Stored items
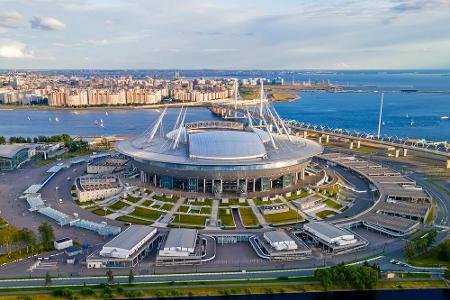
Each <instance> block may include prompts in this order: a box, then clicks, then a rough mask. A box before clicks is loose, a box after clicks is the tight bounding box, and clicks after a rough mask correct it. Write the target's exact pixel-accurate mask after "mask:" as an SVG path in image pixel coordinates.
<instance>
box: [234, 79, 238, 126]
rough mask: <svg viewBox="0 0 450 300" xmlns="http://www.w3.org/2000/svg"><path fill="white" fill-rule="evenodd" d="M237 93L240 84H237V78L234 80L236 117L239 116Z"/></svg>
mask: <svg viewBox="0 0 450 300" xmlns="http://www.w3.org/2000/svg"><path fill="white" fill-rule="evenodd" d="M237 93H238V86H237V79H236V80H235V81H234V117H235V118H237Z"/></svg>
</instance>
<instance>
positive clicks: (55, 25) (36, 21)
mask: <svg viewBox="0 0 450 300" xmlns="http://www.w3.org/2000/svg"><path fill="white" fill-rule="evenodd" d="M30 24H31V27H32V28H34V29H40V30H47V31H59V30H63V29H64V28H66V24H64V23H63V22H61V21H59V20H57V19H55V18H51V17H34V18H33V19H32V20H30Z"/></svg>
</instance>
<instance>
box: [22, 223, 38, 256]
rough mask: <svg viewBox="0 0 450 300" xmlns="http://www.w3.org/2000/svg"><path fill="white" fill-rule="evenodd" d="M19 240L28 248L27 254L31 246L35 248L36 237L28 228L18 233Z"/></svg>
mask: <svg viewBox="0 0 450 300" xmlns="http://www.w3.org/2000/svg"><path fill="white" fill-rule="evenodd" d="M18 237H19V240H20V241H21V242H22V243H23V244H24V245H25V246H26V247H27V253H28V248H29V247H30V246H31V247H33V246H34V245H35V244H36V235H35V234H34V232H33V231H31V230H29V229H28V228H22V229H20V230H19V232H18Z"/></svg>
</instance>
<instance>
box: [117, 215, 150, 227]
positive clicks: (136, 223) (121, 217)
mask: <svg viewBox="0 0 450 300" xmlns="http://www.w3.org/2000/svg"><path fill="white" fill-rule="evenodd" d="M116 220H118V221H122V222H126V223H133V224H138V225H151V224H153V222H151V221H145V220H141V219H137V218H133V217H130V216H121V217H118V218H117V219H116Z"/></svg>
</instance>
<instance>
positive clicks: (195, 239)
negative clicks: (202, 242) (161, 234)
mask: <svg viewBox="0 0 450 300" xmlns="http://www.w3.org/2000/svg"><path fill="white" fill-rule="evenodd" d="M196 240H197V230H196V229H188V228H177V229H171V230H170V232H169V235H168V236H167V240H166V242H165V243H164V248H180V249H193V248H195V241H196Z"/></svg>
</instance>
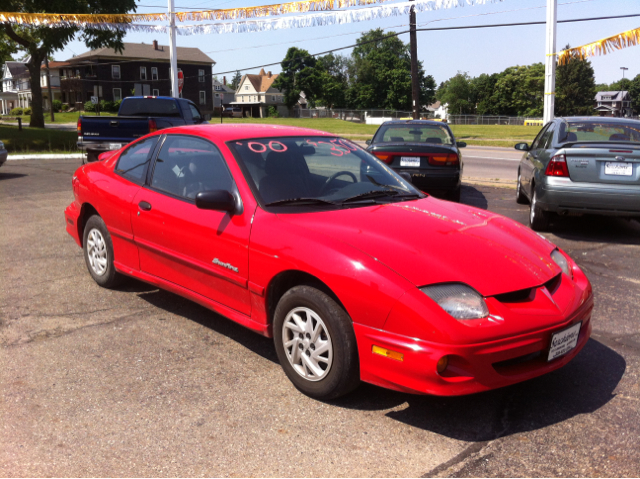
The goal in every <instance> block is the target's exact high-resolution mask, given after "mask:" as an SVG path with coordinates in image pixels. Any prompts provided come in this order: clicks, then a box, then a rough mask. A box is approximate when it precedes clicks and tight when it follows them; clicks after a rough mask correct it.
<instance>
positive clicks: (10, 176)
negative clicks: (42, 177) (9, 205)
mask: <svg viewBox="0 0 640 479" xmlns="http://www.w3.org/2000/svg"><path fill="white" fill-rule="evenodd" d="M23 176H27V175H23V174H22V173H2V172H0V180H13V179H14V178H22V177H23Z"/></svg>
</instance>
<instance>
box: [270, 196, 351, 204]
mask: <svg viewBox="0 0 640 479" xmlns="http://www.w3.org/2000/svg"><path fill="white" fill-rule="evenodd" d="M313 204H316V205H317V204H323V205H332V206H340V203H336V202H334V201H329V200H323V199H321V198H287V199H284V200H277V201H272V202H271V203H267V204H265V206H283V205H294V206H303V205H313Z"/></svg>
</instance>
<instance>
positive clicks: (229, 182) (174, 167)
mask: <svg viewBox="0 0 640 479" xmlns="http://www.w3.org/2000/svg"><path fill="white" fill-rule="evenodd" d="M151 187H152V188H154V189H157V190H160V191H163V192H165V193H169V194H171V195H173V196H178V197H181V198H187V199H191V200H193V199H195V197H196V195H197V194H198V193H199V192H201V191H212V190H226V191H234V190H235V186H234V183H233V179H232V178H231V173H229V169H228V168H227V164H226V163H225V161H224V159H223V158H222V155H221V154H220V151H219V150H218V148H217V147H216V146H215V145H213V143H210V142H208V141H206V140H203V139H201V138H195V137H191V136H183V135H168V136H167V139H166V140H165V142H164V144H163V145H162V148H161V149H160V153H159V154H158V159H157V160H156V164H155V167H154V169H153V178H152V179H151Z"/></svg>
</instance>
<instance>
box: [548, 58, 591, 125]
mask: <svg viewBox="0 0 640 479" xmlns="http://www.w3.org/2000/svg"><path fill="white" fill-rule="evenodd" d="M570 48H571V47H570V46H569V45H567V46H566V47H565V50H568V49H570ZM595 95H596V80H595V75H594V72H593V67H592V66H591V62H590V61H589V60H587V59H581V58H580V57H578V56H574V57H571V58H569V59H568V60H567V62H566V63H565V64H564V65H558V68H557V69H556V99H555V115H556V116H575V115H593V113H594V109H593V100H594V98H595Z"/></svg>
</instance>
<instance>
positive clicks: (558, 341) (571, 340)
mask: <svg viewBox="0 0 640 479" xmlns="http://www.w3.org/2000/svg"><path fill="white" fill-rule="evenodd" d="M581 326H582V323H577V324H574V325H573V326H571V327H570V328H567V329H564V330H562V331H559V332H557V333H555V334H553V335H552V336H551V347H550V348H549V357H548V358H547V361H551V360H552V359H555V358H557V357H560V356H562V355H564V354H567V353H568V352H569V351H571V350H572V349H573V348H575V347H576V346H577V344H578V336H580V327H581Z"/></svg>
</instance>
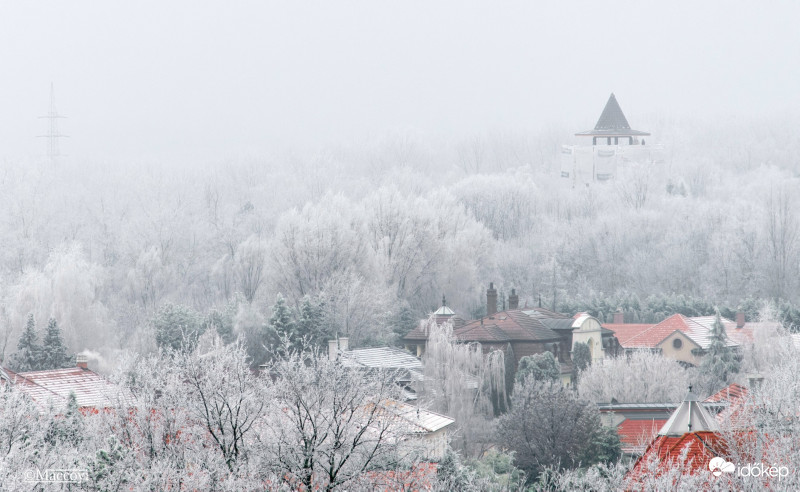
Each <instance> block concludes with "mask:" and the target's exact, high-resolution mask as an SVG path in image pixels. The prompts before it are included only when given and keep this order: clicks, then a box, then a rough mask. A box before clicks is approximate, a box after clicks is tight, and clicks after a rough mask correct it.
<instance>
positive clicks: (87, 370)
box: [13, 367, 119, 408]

--

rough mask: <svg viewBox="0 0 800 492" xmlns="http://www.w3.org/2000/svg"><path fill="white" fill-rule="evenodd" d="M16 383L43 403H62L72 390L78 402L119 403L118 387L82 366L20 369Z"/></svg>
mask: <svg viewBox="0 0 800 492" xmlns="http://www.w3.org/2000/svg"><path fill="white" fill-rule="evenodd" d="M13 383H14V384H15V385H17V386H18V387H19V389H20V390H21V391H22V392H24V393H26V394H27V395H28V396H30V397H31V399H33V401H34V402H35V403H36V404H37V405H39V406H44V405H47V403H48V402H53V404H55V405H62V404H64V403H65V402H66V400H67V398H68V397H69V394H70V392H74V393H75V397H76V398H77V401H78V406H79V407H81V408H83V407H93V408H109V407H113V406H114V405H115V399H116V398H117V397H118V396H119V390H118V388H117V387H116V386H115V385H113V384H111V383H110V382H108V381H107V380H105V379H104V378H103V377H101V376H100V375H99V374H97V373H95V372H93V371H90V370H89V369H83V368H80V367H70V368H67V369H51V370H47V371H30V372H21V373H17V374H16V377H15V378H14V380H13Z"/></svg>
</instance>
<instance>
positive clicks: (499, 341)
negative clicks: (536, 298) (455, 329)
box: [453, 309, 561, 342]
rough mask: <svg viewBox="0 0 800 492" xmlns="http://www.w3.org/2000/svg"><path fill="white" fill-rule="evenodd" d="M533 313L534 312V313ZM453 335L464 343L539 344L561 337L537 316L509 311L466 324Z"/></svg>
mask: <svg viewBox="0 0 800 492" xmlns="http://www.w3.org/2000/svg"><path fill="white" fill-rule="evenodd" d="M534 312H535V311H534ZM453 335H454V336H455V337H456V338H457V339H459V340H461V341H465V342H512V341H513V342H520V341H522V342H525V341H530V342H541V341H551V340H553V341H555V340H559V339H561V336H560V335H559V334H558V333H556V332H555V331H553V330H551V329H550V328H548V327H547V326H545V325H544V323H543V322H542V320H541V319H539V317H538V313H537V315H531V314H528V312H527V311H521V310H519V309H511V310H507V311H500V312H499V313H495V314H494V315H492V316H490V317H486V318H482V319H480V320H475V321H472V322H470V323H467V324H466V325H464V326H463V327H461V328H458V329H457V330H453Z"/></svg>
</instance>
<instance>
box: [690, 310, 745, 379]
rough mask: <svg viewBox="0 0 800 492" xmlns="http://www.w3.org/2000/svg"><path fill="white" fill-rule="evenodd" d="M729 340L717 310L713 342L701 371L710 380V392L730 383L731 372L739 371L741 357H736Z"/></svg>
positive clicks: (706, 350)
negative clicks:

- _ABOUT THIS TASK_
Each line of the records that contains the string "exact" must be copied.

- _ANSWER BOX_
Each <instance> block may include prompts in this order: a box, then clicks, then a rough mask. A box before clicks is loose, a box after clicks is the tight bounding box, and clicks after a rough mask correct it. Write the target's exact pixel-accurate mask after "mask:" as an SVG path in image pixel coordinates.
The goal in every <instance> block is the target's exact high-resolution mask, given after "mask:" as an SVG path with coordinates in image pixels. Any prompts provided come in this order: clicks, then a box, then a rough mask. A box is approximate when it precedes clicks and tight when it follows them; clicks after a rough mask correct it.
Each <instance> block concludes with "mask:" and the target's exact, high-resolution mask as an SVG path in image pixels. The prompts before it are included only when given and keep this order: clicks, then a box, then a rough mask. A box before clicks is approximate, a box after clicks is tight, and clicks after a rough mask correct it.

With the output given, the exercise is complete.